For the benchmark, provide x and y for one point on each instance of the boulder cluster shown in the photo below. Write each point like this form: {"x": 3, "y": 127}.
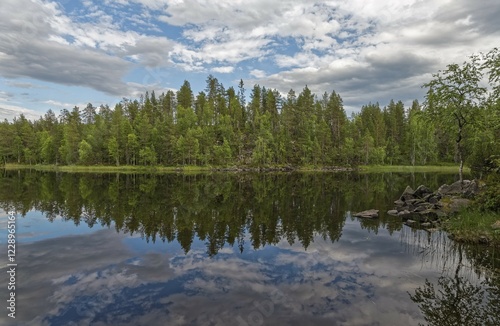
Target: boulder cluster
{"x": 429, "y": 207}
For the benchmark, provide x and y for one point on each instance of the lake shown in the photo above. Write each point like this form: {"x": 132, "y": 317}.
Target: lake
{"x": 234, "y": 249}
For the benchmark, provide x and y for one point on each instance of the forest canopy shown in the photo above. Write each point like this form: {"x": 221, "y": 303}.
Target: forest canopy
{"x": 219, "y": 127}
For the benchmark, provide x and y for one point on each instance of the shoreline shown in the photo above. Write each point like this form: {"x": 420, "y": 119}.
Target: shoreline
{"x": 201, "y": 169}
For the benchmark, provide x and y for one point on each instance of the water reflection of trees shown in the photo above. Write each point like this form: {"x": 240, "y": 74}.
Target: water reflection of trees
{"x": 468, "y": 290}
{"x": 217, "y": 208}
{"x": 457, "y": 301}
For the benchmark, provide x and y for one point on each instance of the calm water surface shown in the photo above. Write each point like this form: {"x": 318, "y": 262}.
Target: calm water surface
{"x": 234, "y": 249}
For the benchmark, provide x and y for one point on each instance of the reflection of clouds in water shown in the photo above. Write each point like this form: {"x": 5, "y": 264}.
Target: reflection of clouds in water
{"x": 95, "y": 279}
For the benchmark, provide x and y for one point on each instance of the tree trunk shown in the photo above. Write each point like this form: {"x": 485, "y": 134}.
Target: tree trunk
{"x": 460, "y": 156}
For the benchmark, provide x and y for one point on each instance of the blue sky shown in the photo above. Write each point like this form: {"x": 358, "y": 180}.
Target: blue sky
{"x": 58, "y": 54}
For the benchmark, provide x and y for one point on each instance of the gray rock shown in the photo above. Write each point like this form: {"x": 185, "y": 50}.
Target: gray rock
{"x": 405, "y": 214}
{"x": 399, "y": 202}
{"x": 371, "y": 213}
{"x": 422, "y": 191}
{"x": 409, "y": 193}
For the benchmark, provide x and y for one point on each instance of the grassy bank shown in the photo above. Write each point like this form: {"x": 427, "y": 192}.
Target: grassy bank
{"x": 168, "y": 169}
{"x": 106, "y": 168}
{"x": 473, "y": 226}
{"x": 410, "y": 168}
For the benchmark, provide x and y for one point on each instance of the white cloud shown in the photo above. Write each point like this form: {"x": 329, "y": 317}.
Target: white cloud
{"x": 9, "y": 112}
{"x": 366, "y": 51}
{"x": 223, "y": 70}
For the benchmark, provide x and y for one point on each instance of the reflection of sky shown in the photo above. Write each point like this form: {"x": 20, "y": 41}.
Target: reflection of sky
{"x": 101, "y": 277}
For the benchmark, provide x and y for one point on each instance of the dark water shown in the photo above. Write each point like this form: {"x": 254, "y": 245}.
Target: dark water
{"x": 234, "y": 249}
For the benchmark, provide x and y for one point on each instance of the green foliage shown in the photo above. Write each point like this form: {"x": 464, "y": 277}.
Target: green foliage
{"x": 219, "y": 127}
{"x": 489, "y": 197}
{"x": 85, "y": 152}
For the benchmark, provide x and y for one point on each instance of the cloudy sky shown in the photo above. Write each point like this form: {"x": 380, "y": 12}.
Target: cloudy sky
{"x": 58, "y": 54}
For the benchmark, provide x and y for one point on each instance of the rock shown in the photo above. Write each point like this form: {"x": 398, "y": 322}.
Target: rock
{"x": 399, "y": 202}
{"x": 434, "y": 199}
{"x": 371, "y": 213}
{"x": 393, "y": 212}
{"x": 430, "y": 214}
{"x": 422, "y": 191}
{"x": 421, "y": 208}
{"x": 409, "y": 193}
{"x": 496, "y": 225}
{"x": 405, "y": 214}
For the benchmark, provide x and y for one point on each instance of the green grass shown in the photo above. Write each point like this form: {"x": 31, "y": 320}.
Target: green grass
{"x": 107, "y": 168}
{"x": 410, "y": 168}
{"x": 473, "y": 226}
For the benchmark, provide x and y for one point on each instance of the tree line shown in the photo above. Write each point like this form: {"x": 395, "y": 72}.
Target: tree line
{"x": 219, "y": 127}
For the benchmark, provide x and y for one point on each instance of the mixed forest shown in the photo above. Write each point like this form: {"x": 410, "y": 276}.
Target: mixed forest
{"x": 459, "y": 121}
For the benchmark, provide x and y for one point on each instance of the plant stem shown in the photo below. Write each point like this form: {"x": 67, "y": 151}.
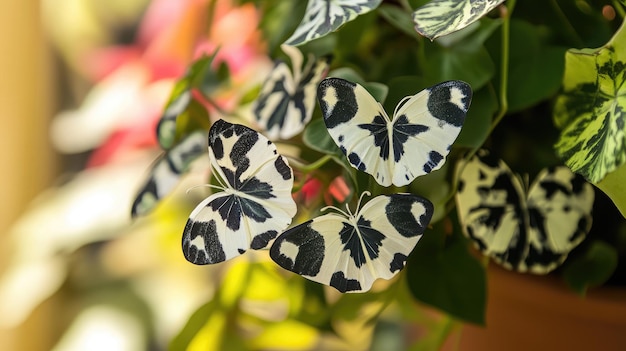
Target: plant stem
{"x": 504, "y": 81}
{"x": 619, "y": 8}
{"x": 311, "y": 166}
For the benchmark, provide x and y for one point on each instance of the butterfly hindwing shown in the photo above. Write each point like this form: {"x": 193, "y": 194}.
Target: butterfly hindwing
{"x": 349, "y": 254}
{"x": 287, "y": 99}
{"x": 256, "y": 203}
{"x": 394, "y": 151}
{"x": 560, "y": 206}
{"x": 531, "y": 231}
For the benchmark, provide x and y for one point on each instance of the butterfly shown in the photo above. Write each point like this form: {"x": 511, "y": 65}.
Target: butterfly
{"x": 255, "y": 203}
{"x": 525, "y": 231}
{"x": 167, "y": 171}
{"x": 287, "y": 99}
{"x": 324, "y": 16}
{"x": 350, "y": 251}
{"x": 395, "y": 151}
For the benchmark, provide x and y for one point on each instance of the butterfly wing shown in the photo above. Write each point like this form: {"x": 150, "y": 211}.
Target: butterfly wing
{"x": 255, "y": 206}
{"x": 426, "y": 125}
{"x": 286, "y": 102}
{"x": 325, "y": 16}
{"x": 166, "y": 172}
{"x": 560, "y": 206}
{"x": 491, "y": 209}
{"x": 350, "y": 255}
{"x": 359, "y": 126}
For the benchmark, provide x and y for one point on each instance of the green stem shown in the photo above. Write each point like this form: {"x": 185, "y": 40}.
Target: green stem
{"x": 503, "y": 92}
{"x": 311, "y": 166}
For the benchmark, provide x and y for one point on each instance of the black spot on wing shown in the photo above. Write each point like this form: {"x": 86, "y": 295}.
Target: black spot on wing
{"x": 241, "y": 147}
{"x": 397, "y": 263}
{"x": 232, "y": 208}
{"x": 378, "y": 129}
{"x": 260, "y": 241}
{"x": 356, "y": 161}
{"x": 402, "y": 130}
{"x": 218, "y": 148}
{"x": 440, "y": 104}
{"x": 399, "y": 214}
{"x": 282, "y": 168}
{"x": 311, "y": 248}
{"x": 434, "y": 158}
{"x": 346, "y": 105}
{"x": 212, "y": 252}
{"x": 369, "y": 237}
{"x": 229, "y": 208}
{"x": 339, "y": 282}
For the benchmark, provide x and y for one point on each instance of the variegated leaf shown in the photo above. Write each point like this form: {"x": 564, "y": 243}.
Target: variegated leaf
{"x": 442, "y": 17}
{"x": 326, "y": 16}
{"x": 590, "y": 111}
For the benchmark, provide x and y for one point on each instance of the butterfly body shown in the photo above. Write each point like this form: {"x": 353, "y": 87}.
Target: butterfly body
{"x": 349, "y": 251}
{"x": 255, "y": 204}
{"x": 523, "y": 230}
{"x": 414, "y": 142}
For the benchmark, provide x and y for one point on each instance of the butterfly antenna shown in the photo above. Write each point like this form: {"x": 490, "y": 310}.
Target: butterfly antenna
{"x": 326, "y": 208}
{"x": 203, "y": 185}
{"x": 401, "y": 103}
{"x": 358, "y": 204}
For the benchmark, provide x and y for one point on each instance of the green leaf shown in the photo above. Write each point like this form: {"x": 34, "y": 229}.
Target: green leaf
{"x": 464, "y": 58}
{"x": 441, "y": 272}
{"x": 317, "y": 138}
{"x": 442, "y": 17}
{"x": 319, "y": 21}
{"x": 593, "y": 268}
{"x": 478, "y": 120}
{"x": 195, "y": 323}
{"x": 614, "y": 186}
{"x": 535, "y": 68}
{"x": 590, "y": 111}
{"x": 398, "y": 18}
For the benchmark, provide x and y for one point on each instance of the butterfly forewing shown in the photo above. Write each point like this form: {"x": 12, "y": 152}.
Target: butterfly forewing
{"x": 560, "y": 206}
{"x": 287, "y": 99}
{"x": 349, "y": 254}
{"x": 533, "y": 232}
{"x": 394, "y": 151}
{"x": 489, "y": 202}
{"x": 255, "y": 205}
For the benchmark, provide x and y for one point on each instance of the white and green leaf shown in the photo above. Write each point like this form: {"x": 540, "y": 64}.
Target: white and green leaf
{"x": 590, "y": 111}
{"x": 441, "y": 17}
{"x": 325, "y": 16}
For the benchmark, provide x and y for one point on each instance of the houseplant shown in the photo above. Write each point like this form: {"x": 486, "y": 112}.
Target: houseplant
{"x": 513, "y": 58}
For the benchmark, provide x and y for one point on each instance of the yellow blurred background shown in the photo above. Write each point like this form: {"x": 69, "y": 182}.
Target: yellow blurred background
{"x": 28, "y": 161}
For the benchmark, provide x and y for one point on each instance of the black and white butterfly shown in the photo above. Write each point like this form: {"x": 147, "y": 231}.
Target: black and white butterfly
{"x": 395, "y": 151}
{"x": 167, "y": 171}
{"x": 287, "y": 99}
{"x": 350, "y": 251}
{"x": 324, "y": 16}
{"x": 525, "y": 231}
{"x": 255, "y": 204}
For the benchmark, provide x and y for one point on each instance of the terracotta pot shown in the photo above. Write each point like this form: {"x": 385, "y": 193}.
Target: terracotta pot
{"x": 526, "y": 312}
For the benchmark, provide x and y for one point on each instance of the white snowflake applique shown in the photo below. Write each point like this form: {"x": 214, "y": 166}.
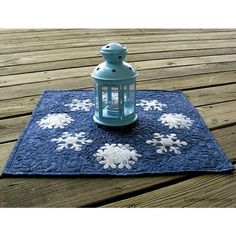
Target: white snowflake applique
{"x": 164, "y": 143}
{"x": 178, "y": 121}
{"x": 117, "y": 156}
{"x": 71, "y": 141}
{"x": 151, "y": 105}
{"x": 76, "y": 105}
{"x": 55, "y": 120}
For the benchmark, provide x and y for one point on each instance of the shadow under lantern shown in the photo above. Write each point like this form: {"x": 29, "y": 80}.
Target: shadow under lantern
{"x": 114, "y": 88}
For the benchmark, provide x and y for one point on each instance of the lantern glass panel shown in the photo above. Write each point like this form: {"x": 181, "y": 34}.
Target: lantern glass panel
{"x": 110, "y": 100}
{"x": 96, "y": 98}
{"x": 129, "y": 99}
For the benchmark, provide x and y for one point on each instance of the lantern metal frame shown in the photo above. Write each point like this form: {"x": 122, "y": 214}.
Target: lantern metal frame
{"x": 111, "y": 74}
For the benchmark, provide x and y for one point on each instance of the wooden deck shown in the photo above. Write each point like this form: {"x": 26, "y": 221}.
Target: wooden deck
{"x": 202, "y": 63}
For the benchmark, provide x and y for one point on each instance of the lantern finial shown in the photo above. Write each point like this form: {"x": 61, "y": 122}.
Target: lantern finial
{"x": 115, "y": 87}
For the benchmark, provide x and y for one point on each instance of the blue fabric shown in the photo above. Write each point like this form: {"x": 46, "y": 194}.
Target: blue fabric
{"x": 36, "y": 154}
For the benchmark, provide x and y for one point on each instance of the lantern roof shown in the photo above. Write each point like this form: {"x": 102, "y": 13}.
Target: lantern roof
{"x": 114, "y": 68}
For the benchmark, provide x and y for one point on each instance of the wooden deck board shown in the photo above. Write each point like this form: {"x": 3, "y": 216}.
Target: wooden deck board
{"x": 200, "y": 62}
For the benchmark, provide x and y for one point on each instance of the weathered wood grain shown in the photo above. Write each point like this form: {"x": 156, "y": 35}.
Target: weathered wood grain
{"x": 93, "y": 61}
{"x": 24, "y": 46}
{"x": 202, "y": 191}
{"x": 85, "y": 52}
{"x": 101, "y": 33}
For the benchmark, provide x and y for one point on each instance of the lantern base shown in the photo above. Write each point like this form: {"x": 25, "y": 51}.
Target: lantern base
{"x": 116, "y": 123}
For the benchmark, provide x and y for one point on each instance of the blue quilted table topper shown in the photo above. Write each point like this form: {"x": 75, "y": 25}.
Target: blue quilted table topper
{"x": 169, "y": 136}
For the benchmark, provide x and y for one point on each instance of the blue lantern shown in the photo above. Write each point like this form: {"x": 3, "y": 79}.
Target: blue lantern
{"x": 114, "y": 88}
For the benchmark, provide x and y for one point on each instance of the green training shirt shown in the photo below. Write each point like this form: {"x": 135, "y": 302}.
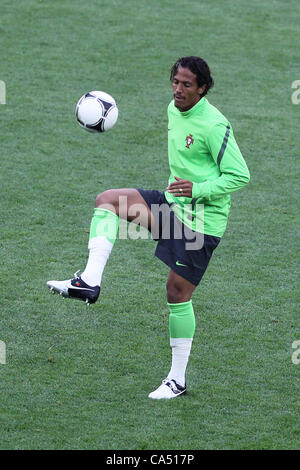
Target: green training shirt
{"x": 202, "y": 149}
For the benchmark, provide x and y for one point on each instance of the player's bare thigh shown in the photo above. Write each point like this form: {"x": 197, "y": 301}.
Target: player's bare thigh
{"x": 127, "y": 203}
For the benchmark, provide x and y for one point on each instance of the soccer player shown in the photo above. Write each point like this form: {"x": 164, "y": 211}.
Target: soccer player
{"x": 188, "y": 219}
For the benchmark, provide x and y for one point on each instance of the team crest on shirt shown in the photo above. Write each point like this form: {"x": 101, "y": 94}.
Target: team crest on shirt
{"x": 189, "y": 141}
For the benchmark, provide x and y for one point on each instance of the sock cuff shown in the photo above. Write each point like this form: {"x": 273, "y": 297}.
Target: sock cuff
{"x": 99, "y": 211}
{"x": 183, "y": 343}
{"x": 182, "y": 308}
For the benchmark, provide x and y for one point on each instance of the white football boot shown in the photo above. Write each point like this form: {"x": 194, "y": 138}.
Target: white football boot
{"x": 168, "y": 389}
{"x": 75, "y": 288}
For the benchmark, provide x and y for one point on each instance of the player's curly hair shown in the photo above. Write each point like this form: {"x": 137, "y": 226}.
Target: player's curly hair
{"x": 199, "y": 67}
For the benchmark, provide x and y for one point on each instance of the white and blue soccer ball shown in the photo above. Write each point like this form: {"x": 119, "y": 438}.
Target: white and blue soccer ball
{"x": 97, "y": 111}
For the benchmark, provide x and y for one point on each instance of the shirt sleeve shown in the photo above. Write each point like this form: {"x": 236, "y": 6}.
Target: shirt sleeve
{"x": 234, "y": 173}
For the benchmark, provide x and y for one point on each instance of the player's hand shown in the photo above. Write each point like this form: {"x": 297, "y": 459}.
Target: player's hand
{"x": 181, "y": 187}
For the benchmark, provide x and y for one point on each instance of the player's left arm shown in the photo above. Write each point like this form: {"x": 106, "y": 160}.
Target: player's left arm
{"x": 234, "y": 173}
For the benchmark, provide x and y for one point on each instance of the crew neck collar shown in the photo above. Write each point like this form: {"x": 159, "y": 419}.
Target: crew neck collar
{"x": 196, "y": 108}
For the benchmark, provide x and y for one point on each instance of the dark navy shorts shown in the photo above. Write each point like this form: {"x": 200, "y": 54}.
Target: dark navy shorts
{"x": 186, "y": 252}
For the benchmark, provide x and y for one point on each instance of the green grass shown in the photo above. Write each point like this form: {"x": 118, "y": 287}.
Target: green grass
{"x": 78, "y": 378}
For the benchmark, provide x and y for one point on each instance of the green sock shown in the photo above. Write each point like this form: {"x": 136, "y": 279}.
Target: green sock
{"x": 182, "y": 329}
{"x": 105, "y": 223}
{"x": 182, "y": 320}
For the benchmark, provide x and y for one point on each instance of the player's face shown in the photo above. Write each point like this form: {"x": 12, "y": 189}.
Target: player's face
{"x": 186, "y": 90}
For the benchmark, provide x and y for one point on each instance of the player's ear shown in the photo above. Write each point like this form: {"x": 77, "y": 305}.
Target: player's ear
{"x": 201, "y": 90}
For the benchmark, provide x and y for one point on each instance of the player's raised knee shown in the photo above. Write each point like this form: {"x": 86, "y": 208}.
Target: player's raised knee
{"x": 107, "y": 198}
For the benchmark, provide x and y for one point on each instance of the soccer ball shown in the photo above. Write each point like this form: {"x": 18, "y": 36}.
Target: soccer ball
{"x": 97, "y": 111}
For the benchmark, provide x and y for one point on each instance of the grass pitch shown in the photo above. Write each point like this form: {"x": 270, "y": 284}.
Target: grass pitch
{"x": 78, "y": 378}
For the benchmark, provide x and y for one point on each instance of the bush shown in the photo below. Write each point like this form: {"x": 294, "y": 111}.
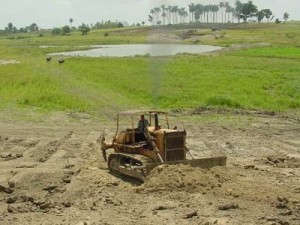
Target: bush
{"x": 57, "y": 31}
{"x": 222, "y": 101}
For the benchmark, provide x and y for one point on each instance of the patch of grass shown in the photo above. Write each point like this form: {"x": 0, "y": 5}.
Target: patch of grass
{"x": 258, "y": 78}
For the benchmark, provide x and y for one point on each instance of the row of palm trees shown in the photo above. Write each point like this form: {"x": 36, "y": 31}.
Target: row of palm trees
{"x": 197, "y": 12}
{"x": 203, "y": 13}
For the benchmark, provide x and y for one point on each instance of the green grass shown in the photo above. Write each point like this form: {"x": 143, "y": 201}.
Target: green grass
{"x": 265, "y": 78}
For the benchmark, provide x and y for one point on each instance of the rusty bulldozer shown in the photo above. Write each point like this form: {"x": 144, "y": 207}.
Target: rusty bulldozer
{"x": 136, "y": 152}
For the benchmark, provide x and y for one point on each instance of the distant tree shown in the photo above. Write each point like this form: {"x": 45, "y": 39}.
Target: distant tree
{"x": 238, "y": 10}
{"x": 286, "y": 16}
{"x": 222, "y": 5}
{"x": 23, "y": 30}
{"x": 66, "y": 30}
{"x": 192, "y": 11}
{"x": 260, "y": 16}
{"x": 267, "y": 13}
{"x": 84, "y": 29}
{"x": 33, "y": 27}
{"x": 56, "y": 31}
{"x": 248, "y": 10}
{"x": 9, "y": 27}
{"x": 150, "y": 19}
{"x": 164, "y": 14}
{"x": 71, "y": 22}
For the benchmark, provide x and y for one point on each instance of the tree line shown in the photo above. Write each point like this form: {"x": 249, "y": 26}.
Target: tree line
{"x": 164, "y": 14}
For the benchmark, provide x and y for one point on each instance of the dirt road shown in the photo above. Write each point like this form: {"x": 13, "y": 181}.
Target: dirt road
{"x": 52, "y": 172}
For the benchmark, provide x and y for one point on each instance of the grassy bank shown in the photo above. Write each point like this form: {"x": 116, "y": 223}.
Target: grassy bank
{"x": 256, "y": 78}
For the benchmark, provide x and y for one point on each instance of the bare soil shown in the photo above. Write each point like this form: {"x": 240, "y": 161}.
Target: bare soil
{"x": 52, "y": 172}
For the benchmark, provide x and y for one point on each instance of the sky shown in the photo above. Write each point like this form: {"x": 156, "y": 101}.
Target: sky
{"x": 56, "y": 13}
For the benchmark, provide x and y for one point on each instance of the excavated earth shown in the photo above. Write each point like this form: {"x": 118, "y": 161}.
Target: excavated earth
{"x": 52, "y": 172}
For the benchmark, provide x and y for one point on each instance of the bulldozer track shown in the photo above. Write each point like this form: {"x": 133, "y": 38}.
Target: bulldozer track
{"x": 125, "y": 164}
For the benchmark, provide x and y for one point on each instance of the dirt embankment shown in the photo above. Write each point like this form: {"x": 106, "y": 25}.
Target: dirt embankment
{"x": 53, "y": 173}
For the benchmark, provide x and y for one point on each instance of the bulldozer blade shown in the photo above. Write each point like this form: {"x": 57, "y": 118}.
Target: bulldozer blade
{"x": 205, "y": 163}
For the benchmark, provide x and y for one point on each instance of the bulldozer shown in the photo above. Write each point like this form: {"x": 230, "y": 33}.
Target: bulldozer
{"x": 137, "y": 152}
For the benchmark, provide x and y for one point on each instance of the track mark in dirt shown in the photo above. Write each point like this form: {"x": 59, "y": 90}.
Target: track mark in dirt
{"x": 45, "y": 152}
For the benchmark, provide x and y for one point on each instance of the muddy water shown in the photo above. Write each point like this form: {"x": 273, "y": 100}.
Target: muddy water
{"x": 140, "y": 49}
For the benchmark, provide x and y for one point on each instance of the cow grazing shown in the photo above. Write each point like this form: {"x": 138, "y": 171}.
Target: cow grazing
{"x": 61, "y": 61}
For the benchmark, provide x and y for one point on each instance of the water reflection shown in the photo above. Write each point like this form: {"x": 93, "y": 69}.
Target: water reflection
{"x": 139, "y": 49}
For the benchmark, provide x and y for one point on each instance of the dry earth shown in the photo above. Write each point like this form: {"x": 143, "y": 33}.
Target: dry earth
{"x": 52, "y": 172}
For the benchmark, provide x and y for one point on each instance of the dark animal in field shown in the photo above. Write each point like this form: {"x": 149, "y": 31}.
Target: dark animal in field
{"x": 61, "y": 61}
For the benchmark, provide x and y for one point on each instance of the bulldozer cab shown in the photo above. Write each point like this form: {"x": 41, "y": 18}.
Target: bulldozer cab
{"x": 127, "y": 125}
{"x": 137, "y": 153}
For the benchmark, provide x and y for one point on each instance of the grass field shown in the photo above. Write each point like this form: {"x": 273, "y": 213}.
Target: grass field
{"x": 260, "y": 78}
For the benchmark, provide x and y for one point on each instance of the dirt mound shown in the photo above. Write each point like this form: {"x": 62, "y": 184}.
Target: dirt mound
{"x": 185, "y": 177}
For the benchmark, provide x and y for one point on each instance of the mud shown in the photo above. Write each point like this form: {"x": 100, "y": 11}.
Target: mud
{"x": 52, "y": 172}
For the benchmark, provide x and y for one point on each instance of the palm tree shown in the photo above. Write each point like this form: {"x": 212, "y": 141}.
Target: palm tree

━━━━━━━━

→ THE PROBLEM: Substitute "pine tree" for every occurrence of "palm tree" in the part of the records that opens with the line containing "the dirt mound" and closes at the end of the records. Reproduce only that part, with everything else unchanged.

→ RESPONSE TO THE EXERCISE:
For the benchmark, provide x and y for one point on each instance of the dirt mound shown in the photo above. Write each point like this form: {"x": 62, "y": 184}.
Target: dirt mound
{"x": 185, "y": 177}
For the benchmark, provide x and y for one point on each instance of the mud shown in the photo above. Write each point like this form: {"x": 100, "y": 11}.
Target: mud
{"x": 52, "y": 172}
For the benchmark, provide x and y for one point on each instance of the pine tree shown in the photo above. Write each point like this form: {"x": 212, "y": 141}.
Target: pine tree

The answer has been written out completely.